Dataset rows
·····
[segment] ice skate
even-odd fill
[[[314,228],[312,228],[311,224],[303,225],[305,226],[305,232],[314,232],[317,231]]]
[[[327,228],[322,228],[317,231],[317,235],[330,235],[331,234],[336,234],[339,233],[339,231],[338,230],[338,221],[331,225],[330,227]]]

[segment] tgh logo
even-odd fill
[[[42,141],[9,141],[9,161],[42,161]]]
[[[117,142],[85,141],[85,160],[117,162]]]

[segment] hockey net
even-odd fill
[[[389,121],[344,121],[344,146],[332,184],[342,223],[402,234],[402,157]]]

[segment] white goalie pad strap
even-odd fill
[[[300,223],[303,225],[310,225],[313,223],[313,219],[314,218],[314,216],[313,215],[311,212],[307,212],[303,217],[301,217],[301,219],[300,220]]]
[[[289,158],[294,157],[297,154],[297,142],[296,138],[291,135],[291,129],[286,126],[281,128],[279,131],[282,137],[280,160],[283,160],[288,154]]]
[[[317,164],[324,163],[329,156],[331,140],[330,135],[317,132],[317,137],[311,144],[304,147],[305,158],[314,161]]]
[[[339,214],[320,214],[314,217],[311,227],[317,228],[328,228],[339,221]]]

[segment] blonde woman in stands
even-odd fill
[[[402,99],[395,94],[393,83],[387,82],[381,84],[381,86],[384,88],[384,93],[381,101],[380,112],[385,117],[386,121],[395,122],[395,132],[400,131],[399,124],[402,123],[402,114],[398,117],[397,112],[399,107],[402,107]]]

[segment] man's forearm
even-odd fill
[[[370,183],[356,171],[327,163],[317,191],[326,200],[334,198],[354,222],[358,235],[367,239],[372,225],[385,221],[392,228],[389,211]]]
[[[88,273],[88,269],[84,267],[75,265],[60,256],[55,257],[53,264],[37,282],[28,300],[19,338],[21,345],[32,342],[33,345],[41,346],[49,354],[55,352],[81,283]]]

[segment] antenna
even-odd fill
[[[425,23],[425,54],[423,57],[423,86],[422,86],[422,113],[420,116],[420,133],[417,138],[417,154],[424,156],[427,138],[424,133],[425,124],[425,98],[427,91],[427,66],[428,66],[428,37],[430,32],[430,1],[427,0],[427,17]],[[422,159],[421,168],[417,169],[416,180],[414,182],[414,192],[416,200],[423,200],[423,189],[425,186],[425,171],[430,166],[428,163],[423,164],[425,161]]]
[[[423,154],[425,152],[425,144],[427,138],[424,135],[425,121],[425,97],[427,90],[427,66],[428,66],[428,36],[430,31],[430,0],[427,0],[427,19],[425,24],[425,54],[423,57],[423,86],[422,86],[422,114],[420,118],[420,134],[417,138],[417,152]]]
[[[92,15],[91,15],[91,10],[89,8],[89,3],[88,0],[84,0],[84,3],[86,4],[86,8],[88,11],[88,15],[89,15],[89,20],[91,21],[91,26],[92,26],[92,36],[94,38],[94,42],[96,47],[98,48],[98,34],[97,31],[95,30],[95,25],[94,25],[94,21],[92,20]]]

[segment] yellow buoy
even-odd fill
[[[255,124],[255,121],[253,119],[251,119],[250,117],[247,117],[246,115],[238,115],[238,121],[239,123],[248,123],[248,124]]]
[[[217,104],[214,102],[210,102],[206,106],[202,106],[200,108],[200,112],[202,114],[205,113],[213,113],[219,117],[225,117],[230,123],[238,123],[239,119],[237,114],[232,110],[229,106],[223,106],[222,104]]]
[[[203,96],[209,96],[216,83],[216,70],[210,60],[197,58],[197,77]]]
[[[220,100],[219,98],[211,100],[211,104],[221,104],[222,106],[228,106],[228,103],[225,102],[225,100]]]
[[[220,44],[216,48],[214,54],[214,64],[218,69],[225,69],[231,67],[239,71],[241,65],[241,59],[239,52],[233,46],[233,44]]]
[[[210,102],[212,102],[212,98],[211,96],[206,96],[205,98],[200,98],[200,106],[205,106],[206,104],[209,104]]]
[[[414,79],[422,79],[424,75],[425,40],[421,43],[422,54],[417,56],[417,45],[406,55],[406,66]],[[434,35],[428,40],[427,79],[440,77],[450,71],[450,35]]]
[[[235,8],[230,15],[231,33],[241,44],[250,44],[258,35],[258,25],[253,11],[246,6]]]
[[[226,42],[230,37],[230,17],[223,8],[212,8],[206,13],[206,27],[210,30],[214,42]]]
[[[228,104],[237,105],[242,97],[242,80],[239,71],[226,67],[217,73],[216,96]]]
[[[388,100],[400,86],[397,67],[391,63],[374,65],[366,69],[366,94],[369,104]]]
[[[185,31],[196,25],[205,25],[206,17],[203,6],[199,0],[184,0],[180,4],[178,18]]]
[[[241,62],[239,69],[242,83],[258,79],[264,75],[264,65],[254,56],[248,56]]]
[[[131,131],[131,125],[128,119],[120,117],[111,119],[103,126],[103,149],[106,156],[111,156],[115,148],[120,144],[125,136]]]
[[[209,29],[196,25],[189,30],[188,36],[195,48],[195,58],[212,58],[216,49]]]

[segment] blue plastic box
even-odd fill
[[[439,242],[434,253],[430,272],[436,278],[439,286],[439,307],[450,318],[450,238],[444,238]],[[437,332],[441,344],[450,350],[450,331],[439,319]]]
·····
▶ **GIVEN TASK**:
Every record should be repeated exactly; please leave none out.

▶ **ANSWER IN FULL**:
[segment] ice skate
even-odd fill
[[[314,228],[312,228],[311,224],[303,225],[305,226],[305,232],[314,232],[317,231]]]
[[[327,228],[322,228],[317,231],[317,235],[330,235],[331,234],[336,234],[339,233],[339,231],[338,230],[338,221],[331,225],[330,227]]]

[segment] tgh logo
even-odd fill
[[[42,141],[9,141],[9,161],[42,161]]]
[[[117,142],[85,141],[85,160],[117,162]]]

[segment] hockey net
even-odd fill
[[[389,121],[344,121],[344,146],[332,184],[342,223],[402,234],[402,157]]]

[segment] white goalie pad strap
even-odd fill
[[[300,223],[303,225],[310,225],[313,223],[313,219],[314,218],[314,216],[313,215],[311,212],[307,212],[303,217],[301,217],[301,219],[300,220]]]
[[[289,158],[294,157],[297,154],[297,142],[296,138],[291,135],[291,129],[286,126],[281,128],[279,131],[282,137],[280,160],[283,160],[288,154]]]
[[[317,164],[324,163],[329,156],[331,140],[330,135],[317,132],[317,137],[311,144],[304,147],[305,158],[314,161]]]
[[[339,214],[320,214],[314,217],[311,227],[317,228],[328,228],[339,221]]]

[segment] blonde woman in stands
even-odd fill
[[[402,99],[395,94],[393,83],[387,82],[381,84],[381,86],[384,88],[384,93],[381,101],[380,112],[385,117],[386,121],[395,122],[395,132],[400,131],[399,124],[402,123],[402,114],[398,117],[397,112],[399,107],[402,107]]]

[segment] man's forearm
even-odd fill
[[[370,183],[356,171],[327,163],[317,191],[326,200],[334,198],[354,222],[358,235],[367,239],[372,225],[385,221],[392,228],[389,211]]]
[[[88,273],[88,269],[84,267],[75,265],[60,256],[55,257],[53,264],[37,282],[28,300],[19,338],[21,345],[32,342],[33,345],[41,346],[49,354],[55,352],[81,283]]]

[segment] antenna
even-odd fill
[[[425,23],[425,54],[423,57],[423,86],[422,86],[422,113],[420,116],[420,133],[417,138],[417,154],[424,156],[427,138],[424,133],[425,124],[425,98],[427,91],[427,66],[428,66],[428,37],[430,32],[430,1],[427,0],[427,17]],[[422,159],[421,168],[417,169],[416,180],[414,182],[414,192],[416,200],[423,200],[423,189],[425,186],[425,171],[430,166],[428,163],[423,164],[425,161]]]
[[[423,154],[425,152],[425,144],[427,138],[424,135],[425,121],[425,97],[427,90],[427,66],[428,66],[428,36],[430,31],[430,0],[427,0],[427,19],[425,24],[425,54],[423,57],[423,86],[422,86],[422,114],[420,118],[420,134],[417,138],[417,152]]]
[[[92,15],[91,15],[91,10],[89,8],[89,3],[88,0],[84,0],[84,3],[86,4],[86,8],[88,11],[88,15],[89,15],[89,20],[91,21],[91,26],[92,26],[92,36],[94,38],[94,42],[96,47],[98,48],[98,34],[97,31],[95,30],[95,25],[94,25],[94,21],[92,20]]]

[segment] yellow buoy
even-odd fill
[[[255,124],[255,121],[253,119],[251,119],[250,117],[247,117],[246,115],[238,115],[238,121],[239,123],[248,123],[248,124]]]
[[[217,104],[214,102],[210,102],[206,106],[202,106],[200,108],[200,112],[202,114],[205,113],[213,113],[219,117],[225,117],[230,123],[238,123],[239,119],[237,114],[232,110],[229,106],[223,106],[222,104]]]
[[[203,96],[209,96],[216,83],[216,70],[210,60],[197,58],[197,77]]]
[[[220,100],[219,98],[211,100],[211,104],[221,104],[222,106],[228,106],[228,103],[225,102],[225,100]]]
[[[220,44],[216,48],[214,54],[214,64],[218,69],[225,69],[231,67],[239,71],[241,65],[241,59],[239,52],[233,46],[233,44]]]
[[[210,102],[212,102],[212,98],[211,96],[206,96],[205,98],[200,98],[200,106],[205,106],[206,104],[209,104]]]
[[[414,79],[422,79],[424,75],[425,40],[421,43],[422,54],[417,56],[417,45],[406,55],[406,66]],[[434,35],[428,40],[427,79],[440,77],[450,71],[450,35]]]
[[[235,8],[230,15],[231,33],[241,44],[250,44],[258,35],[258,25],[253,11],[246,6]]]
[[[226,42],[230,37],[230,17],[223,8],[212,8],[206,13],[206,27],[210,30],[214,42]]]
[[[228,104],[237,105],[242,97],[242,80],[239,71],[226,67],[217,73],[216,96]]]
[[[388,100],[400,86],[397,67],[391,63],[374,65],[366,69],[366,94],[369,104]]]
[[[185,31],[196,25],[205,25],[206,17],[203,6],[199,0],[184,0],[180,4],[178,18]]]
[[[241,62],[239,69],[242,83],[258,79],[264,75],[264,65],[254,56],[248,56]]]
[[[131,131],[131,125],[128,119],[120,117],[111,119],[103,126],[103,149],[106,156],[111,156],[115,148],[120,144],[125,136]]]
[[[209,29],[196,25],[189,30],[188,36],[195,48],[195,58],[212,58],[216,49]]]

[segment] blue plastic box
even-odd fill
[[[439,242],[434,253],[430,272],[436,278],[439,286],[439,307],[450,318],[450,238],[444,238]],[[437,332],[441,344],[450,350],[450,331],[439,319]]]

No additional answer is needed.